> 提供テキスト
= = = = = = =
また、フィルタコア53Aは、コマンドバッファ111に記憶されているIRPが、ファイルの書き込みを要求するIOCTL_PD_WRITE_FILEが指定されているIRP_MJ_DEVICE_CONTROLのIRPである場合、ステップS312において、そのIRP_MJ_DEVICE_CONTROLのIRPを、Win32サブシステム51が提供するAPI関数WriteFile()が呼び出されたときにNT入出力マネージャ52がPDフィルタ53に出力するIRP_MJ_WRITEのIRPに変換する。
そして、ステップS313に進み、フィルタコア53Aは、ステップS312での変換後のIRP、即ち、IRP_MJ_READまたはIRP_MJ_WRITEのIRPを、PD_FS54に出力し、次のIRPが供給されるのを待って、ステップS301に戻る。
なお、この場合、PD_FS54は、フィルタコア53AからのIRP_MJ_READのIRP、またはIRP_MJ_WRITEのIRPを受信し、そのIRPによって要求されるデータの読み出し、または書き込みを、キャッシュ機能を利用して行う。
即ち、上述したように、PD_FS54は、IRP_MJ_READのIRPまたはIRP_MJ_WRITEのIRPについては、NTキャッシュマネージャ59によるキャッシュ機能を提供する。
= = = = = = =
> 提供資料
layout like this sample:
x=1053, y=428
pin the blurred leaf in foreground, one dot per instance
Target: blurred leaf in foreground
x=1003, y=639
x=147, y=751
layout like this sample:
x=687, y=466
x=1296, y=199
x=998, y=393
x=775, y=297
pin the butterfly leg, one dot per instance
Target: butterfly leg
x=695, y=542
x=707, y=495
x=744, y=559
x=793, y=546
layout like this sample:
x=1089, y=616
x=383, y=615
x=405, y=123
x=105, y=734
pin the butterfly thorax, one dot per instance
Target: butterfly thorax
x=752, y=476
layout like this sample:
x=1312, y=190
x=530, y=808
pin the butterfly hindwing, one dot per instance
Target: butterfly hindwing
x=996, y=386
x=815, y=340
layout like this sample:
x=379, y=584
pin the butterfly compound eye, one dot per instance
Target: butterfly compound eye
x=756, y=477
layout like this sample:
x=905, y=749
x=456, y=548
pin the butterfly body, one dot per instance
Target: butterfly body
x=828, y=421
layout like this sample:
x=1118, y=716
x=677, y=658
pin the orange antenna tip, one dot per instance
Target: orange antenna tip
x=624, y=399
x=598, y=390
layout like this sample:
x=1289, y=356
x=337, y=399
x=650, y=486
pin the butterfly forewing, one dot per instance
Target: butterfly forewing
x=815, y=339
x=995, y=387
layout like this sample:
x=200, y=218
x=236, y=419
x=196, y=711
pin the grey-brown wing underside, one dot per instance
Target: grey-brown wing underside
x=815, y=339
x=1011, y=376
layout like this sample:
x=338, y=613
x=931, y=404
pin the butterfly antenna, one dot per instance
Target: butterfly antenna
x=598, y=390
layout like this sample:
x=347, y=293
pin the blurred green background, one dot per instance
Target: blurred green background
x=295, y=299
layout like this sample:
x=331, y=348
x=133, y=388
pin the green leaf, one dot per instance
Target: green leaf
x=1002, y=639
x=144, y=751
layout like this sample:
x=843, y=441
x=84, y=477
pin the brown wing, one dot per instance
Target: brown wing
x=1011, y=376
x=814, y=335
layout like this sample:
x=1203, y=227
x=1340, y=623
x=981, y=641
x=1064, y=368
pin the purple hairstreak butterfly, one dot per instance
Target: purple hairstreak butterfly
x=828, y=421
= = = = = = =
> 取り組む課題
**a.** IRPの変換を扱ったテキストについて、次の各問いに答えてください。
(i) ステップS312で、IOCTL_PD_WRITE_FILEが指定されているIRP_MJ_DEVICE_CONTROLのIRPは、どのIRPに変換されますか？
(ii) ステップS313で、フィルタコア53Aは変換後のIRPをどこに出力しますか？
(iii) PD_FS54が提供するキャッシュ機能は、何によるものですか？
**b.** IRPの変換を扱ったテキストのうち、「また、フィルタコア53Aは、」から「ャッシュ機能を利用して行う。」までを一字一句変えずに書き出してください。
**c.** IRPの変換を扱ったテキストを、最後の文の後から書き進めてください。
記録とテキストの内容には関連がありません。

> 課題別の解答
**a.**
(i) IRP_MJ_WRITEのIRP
(ii) PD_FS54
(iii) NTキャッシュマネージャ59

**b.**
また、フィルタコア53Aは、コマンドバッファ111に記憶されているIRPが、ファイルの書き込みを要求するIOCTL_PD_WRITE_FILEが指定されているIRP_MJ_DEVICE_CONTROLのIRPである場合、ステップS312において、そのIRP_MJ_DEVICE_CONTROLのIRPを、Win32サブシステム51が提供するAPI関数WriteFile()が呼び出されたときにNT入出力マネージャ52がPDフィルタ53に出力するIRP_MJ_WRITEのIRPに変換する。
そして、ステップS313に進み、フィルタコア53Aは、ステップS312での変換後のIRP、即ち、IRP_MJ_READまたはIRP_MJ_WRITEのIRPを、PD_FS54に出力し、次のIRPが供給されるのを待って、ステップS301に戻る。
なお、この場合、PD_FS54は、フィルタコア53AからのIRP_MJ_READのIRP、またはIRP_MJ_WRITEのIRPを受信し、そのIRPによって要求されるデータの読み出し、または書き込みを、キャッシュ機能を利用して行う。

**c.**
従って、例えば、PD_FS54が、フィルタコア53Aから受信したIRPが、IRP_MJ_READのIRPである場合、そのIRPによって読み出しが要求されているデータが、NTキャッシュマネージャ59にキャッシュされているかどうかが確認される。そして、読み出しが要求されているデータがキャッシュされている場合には、PD_FS54は、そのキャッシュされているデータを、応答として、PDフィルタ53に返す。また、例えば、PDフィルタ53からのIRP_MJ_READのIRPによって読み出しが要求されているデータが、NTキャッシュマネージャ59にキャッシュされていない場合には、PD_FS54は、PDフィルタ53からのIRP_MJ_READのIRPを、PDストレージ55に出力する。
ここで、PDストレージ55には、データの読み書きのための図示せぬリードライトバッファ(Read/Write Buffer)が用意されている。リードライトバッファのサイズは、例えば、ページング時のページサイズ(Page Size)(例えば、4KB(kilo byte))に等しくなっており、一度に読み書きすることができるデータの最大サイズは、このリードライトバッファのサイズに制限される。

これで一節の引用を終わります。